▸ SOURCE EXTRACT:

Categoría Primera A


Categoría Primera A
Liga Postobón
Countries  Colombia
Confederation Conmebol
Founded 1948
Number of teams 18
Levels on pyramid 1
Relegation to Categoría Primera B
Domestic cup(s) Copa Colombia
International cup(s) Copa Libertadores
Copa Sudamericana
Current champions Atlético Nacional (11th title)
(2011-I)
Most championships Millonarios
América
(13 titles each)
TV partners TV Colombia
Website www.dimayor.com.co
2011 season

The Categoría Primera A is the professional football league of Colombia. It is the country's premier football tournament and sits at the top of the Colombian football league system. Eighteen clubs play in the league. The División Mayor del Fútbol Profesional Colombiano, better known as Dimayor, operates a system of promotion and relegation with the Categoría Primera B. Because of sponsorship by soft drink company Postobón will sponsor the league for the next five years and the league will be called Liga Postobón.[1]

The league was started in 1947 by Alfonso Senior Quevedo, president of Adefútbol. Due to some political problems between 1947 and 1948, the league's first season was in 1948, and has been held yearly since. In the 1968 season the league has used the Apertura and Clausura system, although they have only crown a champion for each tournament since the 2002 season. In 1989, the season was cancelled mid-way through because of the assassination of a referee.

Fourteen teams have been crowned Colombian football champion. The most successful clubs are Millonarios and América, each with thirteen titles. The current champion is Atlético Nacional with their 11th title.

Excerpts from point annotation data:
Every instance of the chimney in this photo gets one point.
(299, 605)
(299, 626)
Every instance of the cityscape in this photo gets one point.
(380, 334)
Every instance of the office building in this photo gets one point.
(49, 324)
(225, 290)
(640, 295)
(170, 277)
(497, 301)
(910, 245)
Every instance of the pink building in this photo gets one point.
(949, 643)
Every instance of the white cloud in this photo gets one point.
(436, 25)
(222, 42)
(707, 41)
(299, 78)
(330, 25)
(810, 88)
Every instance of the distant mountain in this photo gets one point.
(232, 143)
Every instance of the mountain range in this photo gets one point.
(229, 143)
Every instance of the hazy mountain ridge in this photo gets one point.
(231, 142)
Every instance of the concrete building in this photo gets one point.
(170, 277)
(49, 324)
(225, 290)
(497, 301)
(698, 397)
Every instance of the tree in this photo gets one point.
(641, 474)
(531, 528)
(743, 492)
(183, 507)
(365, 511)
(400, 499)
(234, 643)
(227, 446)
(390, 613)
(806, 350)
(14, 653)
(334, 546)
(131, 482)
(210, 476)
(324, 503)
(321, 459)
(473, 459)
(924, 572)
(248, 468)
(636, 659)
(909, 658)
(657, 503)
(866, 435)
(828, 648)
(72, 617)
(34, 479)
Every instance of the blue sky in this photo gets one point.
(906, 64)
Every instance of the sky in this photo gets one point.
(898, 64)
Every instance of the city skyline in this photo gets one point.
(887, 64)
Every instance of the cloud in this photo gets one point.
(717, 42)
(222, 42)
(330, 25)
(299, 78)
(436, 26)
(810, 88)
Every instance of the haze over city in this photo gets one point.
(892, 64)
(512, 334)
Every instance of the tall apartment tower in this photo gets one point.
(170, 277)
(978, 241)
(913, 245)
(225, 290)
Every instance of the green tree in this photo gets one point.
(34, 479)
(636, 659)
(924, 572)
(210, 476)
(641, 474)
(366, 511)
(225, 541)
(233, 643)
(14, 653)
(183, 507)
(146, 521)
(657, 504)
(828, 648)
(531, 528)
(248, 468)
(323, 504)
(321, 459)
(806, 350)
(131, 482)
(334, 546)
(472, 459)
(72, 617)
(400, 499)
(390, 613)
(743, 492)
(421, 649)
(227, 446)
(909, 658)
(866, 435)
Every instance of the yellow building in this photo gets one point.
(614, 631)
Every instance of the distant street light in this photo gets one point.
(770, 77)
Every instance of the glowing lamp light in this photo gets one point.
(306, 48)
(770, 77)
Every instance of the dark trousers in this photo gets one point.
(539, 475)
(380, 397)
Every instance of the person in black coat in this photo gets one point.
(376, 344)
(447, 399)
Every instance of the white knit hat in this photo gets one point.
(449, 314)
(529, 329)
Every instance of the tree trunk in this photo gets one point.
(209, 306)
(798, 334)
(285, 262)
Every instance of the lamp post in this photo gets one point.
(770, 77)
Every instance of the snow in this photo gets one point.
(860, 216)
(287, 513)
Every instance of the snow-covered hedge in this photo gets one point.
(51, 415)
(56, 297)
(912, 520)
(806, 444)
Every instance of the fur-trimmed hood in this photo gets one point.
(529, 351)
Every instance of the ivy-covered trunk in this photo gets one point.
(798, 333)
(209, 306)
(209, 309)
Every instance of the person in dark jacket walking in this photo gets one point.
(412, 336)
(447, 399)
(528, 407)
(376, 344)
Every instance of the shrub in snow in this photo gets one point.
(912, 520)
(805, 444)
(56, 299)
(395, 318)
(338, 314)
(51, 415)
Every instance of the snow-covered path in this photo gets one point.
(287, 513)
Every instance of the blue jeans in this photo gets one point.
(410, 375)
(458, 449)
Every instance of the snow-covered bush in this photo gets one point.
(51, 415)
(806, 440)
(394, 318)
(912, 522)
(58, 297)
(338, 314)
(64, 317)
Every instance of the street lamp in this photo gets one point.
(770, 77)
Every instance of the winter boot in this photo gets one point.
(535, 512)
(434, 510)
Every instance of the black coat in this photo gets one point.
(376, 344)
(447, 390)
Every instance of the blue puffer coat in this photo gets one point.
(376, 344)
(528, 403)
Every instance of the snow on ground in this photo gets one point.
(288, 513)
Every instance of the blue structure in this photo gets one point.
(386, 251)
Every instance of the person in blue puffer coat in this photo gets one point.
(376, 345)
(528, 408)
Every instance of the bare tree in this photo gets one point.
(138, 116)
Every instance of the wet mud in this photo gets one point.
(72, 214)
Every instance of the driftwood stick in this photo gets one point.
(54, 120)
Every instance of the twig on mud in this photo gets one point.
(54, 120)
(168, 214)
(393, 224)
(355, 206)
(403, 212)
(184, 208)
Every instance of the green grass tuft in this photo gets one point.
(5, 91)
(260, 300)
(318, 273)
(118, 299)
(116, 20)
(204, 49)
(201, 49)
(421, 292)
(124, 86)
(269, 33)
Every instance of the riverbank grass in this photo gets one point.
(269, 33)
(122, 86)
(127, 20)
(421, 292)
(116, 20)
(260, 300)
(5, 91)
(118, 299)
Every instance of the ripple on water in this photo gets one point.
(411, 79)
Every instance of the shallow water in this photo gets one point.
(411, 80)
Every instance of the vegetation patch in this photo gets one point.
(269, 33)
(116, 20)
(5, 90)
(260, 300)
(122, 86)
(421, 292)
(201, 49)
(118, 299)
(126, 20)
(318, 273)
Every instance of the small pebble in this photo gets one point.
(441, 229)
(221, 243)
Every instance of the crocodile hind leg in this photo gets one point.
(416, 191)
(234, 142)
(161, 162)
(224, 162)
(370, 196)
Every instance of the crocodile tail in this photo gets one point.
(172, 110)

▸ EXERCISE INSTRUCTIONS: Copy the Categoría Primera A text starting with "The league was" and going on through "their 11th title.", swapping "referee" for "match official". These records are separate material, unconnected to the text about the Categoría Primera A.

▸ WORKED ANSWER:
The league was started in 1947 by Alfonso Senior Quevedo, president of Adefútbol. Due to some political problems between 1947 and 1948, the league's first season was in 1948, and has been held yearly since. In the 1968 season the league has used the Apertura and Clausura system, although they have only crown a champion for each tournament since the 2002 season. In 1989, the season was cancelled mid-way through because of the assassination of a match official.

Fourteen teams have been crowned Colombian football champion. The most successful clubs are Millonarios and América, each with thirteen titles. The current champion is Atlético Nacional with their 11th title.